Start of Block
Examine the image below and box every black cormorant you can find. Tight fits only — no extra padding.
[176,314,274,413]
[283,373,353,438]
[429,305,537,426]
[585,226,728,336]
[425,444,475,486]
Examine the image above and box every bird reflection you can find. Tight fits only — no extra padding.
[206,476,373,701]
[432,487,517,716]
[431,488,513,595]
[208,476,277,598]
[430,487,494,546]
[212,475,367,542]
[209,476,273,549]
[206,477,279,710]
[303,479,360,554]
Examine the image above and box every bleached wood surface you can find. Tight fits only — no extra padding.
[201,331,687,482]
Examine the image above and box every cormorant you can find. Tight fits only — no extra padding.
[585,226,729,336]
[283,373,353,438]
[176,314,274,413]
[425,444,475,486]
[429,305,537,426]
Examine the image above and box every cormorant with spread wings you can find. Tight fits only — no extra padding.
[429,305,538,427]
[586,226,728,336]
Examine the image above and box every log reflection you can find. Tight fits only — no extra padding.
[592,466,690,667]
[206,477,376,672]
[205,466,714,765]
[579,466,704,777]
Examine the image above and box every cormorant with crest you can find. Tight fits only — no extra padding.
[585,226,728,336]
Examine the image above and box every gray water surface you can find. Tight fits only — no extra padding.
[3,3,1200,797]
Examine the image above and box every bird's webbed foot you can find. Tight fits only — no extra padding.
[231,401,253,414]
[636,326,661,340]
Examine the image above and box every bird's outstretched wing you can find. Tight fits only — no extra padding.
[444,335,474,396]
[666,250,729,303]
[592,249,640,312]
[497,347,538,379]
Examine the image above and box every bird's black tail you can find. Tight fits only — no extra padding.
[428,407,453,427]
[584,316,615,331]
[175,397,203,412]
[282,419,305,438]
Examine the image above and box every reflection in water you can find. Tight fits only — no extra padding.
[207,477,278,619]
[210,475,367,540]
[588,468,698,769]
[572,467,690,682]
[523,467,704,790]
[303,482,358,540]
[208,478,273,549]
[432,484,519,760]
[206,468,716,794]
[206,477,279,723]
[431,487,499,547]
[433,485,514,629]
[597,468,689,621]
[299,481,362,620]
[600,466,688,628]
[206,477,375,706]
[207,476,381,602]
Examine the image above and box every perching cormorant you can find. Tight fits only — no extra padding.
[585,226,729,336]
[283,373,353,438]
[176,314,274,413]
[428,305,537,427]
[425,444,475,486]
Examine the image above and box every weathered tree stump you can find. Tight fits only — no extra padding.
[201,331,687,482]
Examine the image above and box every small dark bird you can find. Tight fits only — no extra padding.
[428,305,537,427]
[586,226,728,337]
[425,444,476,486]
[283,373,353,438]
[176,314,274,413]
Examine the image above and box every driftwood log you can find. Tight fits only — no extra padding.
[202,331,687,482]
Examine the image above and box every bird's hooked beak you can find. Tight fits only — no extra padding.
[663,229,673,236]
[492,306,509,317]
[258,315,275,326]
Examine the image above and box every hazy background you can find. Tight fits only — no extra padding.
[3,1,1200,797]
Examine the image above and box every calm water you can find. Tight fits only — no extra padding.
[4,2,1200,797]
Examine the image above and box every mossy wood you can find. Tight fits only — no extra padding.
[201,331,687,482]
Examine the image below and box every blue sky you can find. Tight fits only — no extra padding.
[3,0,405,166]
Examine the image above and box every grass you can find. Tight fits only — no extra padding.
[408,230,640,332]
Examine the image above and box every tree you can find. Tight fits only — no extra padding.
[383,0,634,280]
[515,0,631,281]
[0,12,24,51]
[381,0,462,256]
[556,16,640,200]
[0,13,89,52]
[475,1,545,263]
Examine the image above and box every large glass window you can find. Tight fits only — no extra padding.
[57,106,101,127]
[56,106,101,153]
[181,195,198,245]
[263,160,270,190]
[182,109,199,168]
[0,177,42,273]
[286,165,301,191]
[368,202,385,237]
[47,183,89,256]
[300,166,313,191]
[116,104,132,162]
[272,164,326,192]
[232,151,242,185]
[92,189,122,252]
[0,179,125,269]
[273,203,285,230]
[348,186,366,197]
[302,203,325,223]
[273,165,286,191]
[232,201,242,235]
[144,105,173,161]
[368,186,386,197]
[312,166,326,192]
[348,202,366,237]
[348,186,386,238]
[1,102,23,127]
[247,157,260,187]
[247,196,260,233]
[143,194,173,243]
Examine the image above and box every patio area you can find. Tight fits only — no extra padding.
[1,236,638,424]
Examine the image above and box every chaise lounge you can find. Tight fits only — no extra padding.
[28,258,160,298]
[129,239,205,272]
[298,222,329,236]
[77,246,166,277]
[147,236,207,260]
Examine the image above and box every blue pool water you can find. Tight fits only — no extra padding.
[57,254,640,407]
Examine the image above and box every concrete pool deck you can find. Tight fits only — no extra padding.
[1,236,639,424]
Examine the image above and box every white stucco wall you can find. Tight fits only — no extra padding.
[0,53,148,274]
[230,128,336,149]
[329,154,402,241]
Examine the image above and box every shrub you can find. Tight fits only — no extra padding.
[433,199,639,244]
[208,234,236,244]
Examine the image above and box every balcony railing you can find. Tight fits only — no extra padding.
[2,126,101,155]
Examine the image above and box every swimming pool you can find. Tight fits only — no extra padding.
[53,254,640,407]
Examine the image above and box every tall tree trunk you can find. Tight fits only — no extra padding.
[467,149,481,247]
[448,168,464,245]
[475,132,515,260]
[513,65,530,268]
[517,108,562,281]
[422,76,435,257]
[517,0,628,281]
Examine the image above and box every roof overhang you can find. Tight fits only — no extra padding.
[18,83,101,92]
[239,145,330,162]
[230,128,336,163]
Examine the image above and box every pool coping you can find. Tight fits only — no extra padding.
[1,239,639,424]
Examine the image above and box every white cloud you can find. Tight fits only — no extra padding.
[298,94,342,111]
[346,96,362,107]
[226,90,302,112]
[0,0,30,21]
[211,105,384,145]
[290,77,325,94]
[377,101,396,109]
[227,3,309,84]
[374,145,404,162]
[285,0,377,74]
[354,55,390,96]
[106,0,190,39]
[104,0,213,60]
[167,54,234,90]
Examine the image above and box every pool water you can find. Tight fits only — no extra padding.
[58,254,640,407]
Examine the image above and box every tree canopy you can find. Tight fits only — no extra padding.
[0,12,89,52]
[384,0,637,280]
End of Block
# [Task statement]
Return the material exactly as it stands.

# [Answer area]
Examine the image below and box every black cormorant you can find. Tight fits only — no extra padding.
[176,314,274,413]
[283,373,353,438]
[429,305,537,426]
[585,226,728,336]
[425,444,475,486]
Examine the image above and box every bird reflection you can find. Tight fits only — no extra padding.
[206,476,373,701]
[432,487,517,716]
[431,488,513,595]
[208,476,277,598]
[430,487,494,546]
[212,475,367,542]
[209,476,273,549]
[206,477,279,710]
[303,479,360,554]
Examine the image above and box every bleached wood surface you can find. Tight fits only — no extra padding.
[201,331,687,482]
Examine the image above and box every cormorant you can find. Tight fits only — no extra padding.
[585,226,729,336]
[283,373,353,438]
[176,314,274,413]
[425,444,475,486]
[429,305,537,426]
Examine the image above and box every cormorant with spread wings you can find. Tight fits only — no extra padding.
[429,305,538,427]
[586,226,728,336]
Examine the image above and box every log reflection you can find. Tight fits only — no extra padding.
[592,466,690,667]
[206,477,376,672]
[205,466,714,765]
[579,466,704,777]
Examine the image above and box every cormorant with crest you can find. Tight fits only — no extra padding.
[585,226,728,336]
Examine the image above and box every gray water surface you can find. Tight fits only — no extra padding.
[3,3,1200,797]
Examine the image above and box every bird's webbed foot you can find. Tight fits only — no extra padding.
[231,401,253,414]
[636,326,661,340]
Examine the image above and box every bird's outstretched wing you can find. Tight fits only — no extra padding.
[444,335,474,396]
[666,250,729,303]
[592,249,640,312]
[497,347,538,379]
Examine the image above and box every bird's black tail you can find. Tight fits only — no extra padding.
[428,407,453,427]
[584,316,615,331]
[175,397,203,412]
[282,419,305,438]
Examine the image above and box every reflection in water you can find. Tight fits only — no extra padding.
[207,477,278,619]
[210,475,367,540]
[588,468,698,769]
[572,467,690,682]
[523,467,704,790]
[303,482,358,540]
[208,478,273,549]
[432,484,519,760]
[206,468,716,794]
[206,477,279,723]
[431,487,499,547]
[433,485,514,629]
[597,468,689,621]
[299,481,362,620]
[600,466,688,628]
[206,477,375,706]
[207,476,381,602]
Examine the image above and box every perching cormorant you can find. Tight fits only — no extra padding.
[585,226,729,336]
[283,373,353,438]
[176,314,274,413]
[428,305,537,427]
[425,444,475,486]
Examine the image above and box every weathered tree stump you can find. Tight fits only — no extra padding.
[201,331,687,482]
Examine the image above and box every small dark bird you can find. Tight fits only — no extra padding.
[428,305,537,427]
[586,226,728,337]
[425,444,476,486]
[283,373,353,438]
[176,314,274,413]
Examine the image above and box every driftwood log you can find. Tight fits only — no extra padding.
[202,331,687,482]
Examine the image above and box every bird's hooked beak you can find. Tight fits only — no extra padding.
[663,229,673,236]
[492,306,509,317]
[258,315,275,326]
Examine the image above and box every hazy background you can find. Tight fits only — no extra padding.
[3,1,1200,797]
Examine the image above and box every calm water you can find. Tight fits only — no extra padding.
[4,2,1200,797]
Examine the image above and box every mossy wood you can find. Tight fits only — no extra padding.
[201,331,687,482]
Examine the image below and box every blue sky you can find. Tight fits only — no extra padding.
[3,0,405,166]
Examine the image above and box every grass you can find. Tight fits only — no extra padding.
[408,230,640,332]
Examine the image above and box every tree you can find. Tight fits only — no extra padding.
[383,0,634,280]
[515,0,631,281]
[0,12,24,51]
[381,0,462,256]
[556,16,640,200]
[0,13,89,52]
[475,1,545,263]
Examine the image above and box every large glass window you can find. Tight fits only — no extra padding.
[57,106,101,127]
[56,106,101,153]
[181,195,198,245]
[263,160,270,190]
[182,109,199,168]
[0,177,42,273]
[286,165,301,191]
[368,202,385,237]
[47,183,89,256]
[300,166,313,191]
[116,104,132,162]
[272,164,326,192]
[232,151,242,185]
[92,189,122,252]
[0,179,125,269]
[273,203,285,230]
[348,186,366,197]
[302,203,325,223]
[273,165,286,191]
[232,201,242,235]
[144,105,173,161]
[368,186,386,197]
[312,166,326,192]
[348,202,366,237]
[348,186,386,238]
[1,102,23,127]
[247,157,260,187]
[247,196,260,233]
[143,194,173,243]
Examine the image above and box every patio area you can find. Tight fits only — no extra padding.
[1,236,638,424]
Examine the image above and box every chaise lounge you can find. Tight fits only — no extra padding.
[28,258,160,298]
[129,239,205,272]
[298,222,329,236]
[77,246,166,277]
[147,236,207,260]
Examine the image above and box every blue pool water you can find. Tight fits only — no extra padding.
[57,254,640,407]
Examine the image above and box every concrete pool deck you can find. Tight fits only — no extra padding.
[1,236,639,424]
Examine the image above and box every white stucco wall you can find. Tight fits only — no extra padding.
[0,53,148,274]
[230,128,336,149]
[329,154,402,241]
Examine the image above and box every shrub you can find. Tight fits only — no extra padding.
[433,199,639,244]
[208,234,236,244]
Examine the image above and box every balcony railing you can find. Tight fits only — no extra padding.
[2,126,101,155]
Examine the image above and box every swimming pool you can find. Tight fits only — no extra padding.
[53,254,640,407]
Examine the image above and box every tall tree trunk you can find. Tight fits only — no extra padding.
[467,149,481,247]
[448,168,464,245]
[475,132,515,260]
[513,65,530,268]
[517,108,562,281]
[422,76,435,257]
[517,0,628,281]
Examine the image above and box every roof overhang you can find. Tight fits only — no extra padding.
[18,83,101,92]
[239,145,330,162]
[230,128,336,163]
Examine the image above and box every pool coping you can find. Tight fits only — no extra padding.
[1,239,639,424]
Examine the image above and box every white cloud you can find. Tight fits only — no extra padding.
[298,94,342,111]
[346,96,362,107]
[226,90,302,112]
[0,0,30,21]
[211,105,384,145]
[290,77,325,94]
[377,101,396,109]
[227,3,309,84]
[374,145,404,162]
[285,0,377,74]
[354,55,390,96]
[106,0,190,39]
[104,0,213,60]
[167,54,234,90]
Examine the image above and box every pool water you can find. Tight fits only — no extra padding.
[58,254,640,407]
Examine the image above and box every tree canopy you can find. Tight fits only — no extra padding.
[0,12,89,52]
[384,0,637,280]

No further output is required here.